■ **PROBLEM DETAILS**: The answer is all of the data repeated exactly, with each picture omitted.

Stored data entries

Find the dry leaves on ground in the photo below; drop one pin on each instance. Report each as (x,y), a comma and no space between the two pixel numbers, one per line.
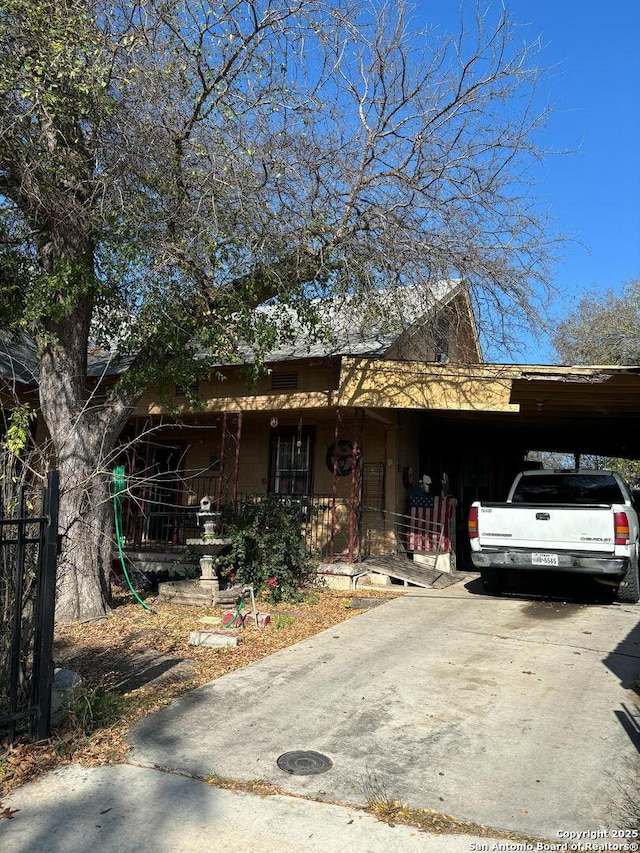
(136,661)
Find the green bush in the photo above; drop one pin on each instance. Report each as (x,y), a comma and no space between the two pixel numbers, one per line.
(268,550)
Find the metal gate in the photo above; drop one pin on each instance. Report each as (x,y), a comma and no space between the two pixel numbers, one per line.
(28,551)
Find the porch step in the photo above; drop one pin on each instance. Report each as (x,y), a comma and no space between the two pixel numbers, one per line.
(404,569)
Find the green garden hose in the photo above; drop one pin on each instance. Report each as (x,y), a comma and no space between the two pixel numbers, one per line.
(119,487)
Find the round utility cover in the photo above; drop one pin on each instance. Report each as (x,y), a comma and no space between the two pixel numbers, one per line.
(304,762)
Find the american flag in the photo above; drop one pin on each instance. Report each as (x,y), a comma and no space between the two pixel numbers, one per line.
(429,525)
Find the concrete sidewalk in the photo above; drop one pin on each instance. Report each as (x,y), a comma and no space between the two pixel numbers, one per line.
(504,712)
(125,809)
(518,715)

■ **SOLUTION FOR THIS PROBLEM**:
Find the dry leaves on ground in the photo below; drop one pin on each instance. Report each as (x,y), a comma and no space between the two pixel numbers, one per line.
(136,661)
Find the green bush in the photo above; drop one pin on each instance. Report each as (x,y), a comma and no space between the two pixel numbers, one per line.
(268,550)
Find the metal gate in the photo above; drop one pin on each instance. Report each as (x,y), a comma and no space between the two pixel numbers, one per line.
(28,551)
Find the porch step in the photo above; drop one pin on each instance. Report each as (x,y), a comma and no space between the two pixel numbers, one per line.
(404,569)
Find the green garden hose in the photo above; drop one pin on each instance. Report each as (x,y), a comma and no space between the two pixel numbers, one per line.
(119,487)
Find the round utility cover in the photo above; drop one pin on each instance. Report each as (x,y), a comma and no space between the two pixel numbers, one per line.
(304,762)
Find the american flag in the photo above; drop one pin on each instance. Report each as (x,y), a comma and no space between the two pixel numbers, one per line.
(429,525)
Find the concrete sidewalk in the photo above; drop one pin on each instance. Report each as (x,y), a comma and no space between the two pixel numbers, one per line.
(504,712)
(125,809)
(518,715)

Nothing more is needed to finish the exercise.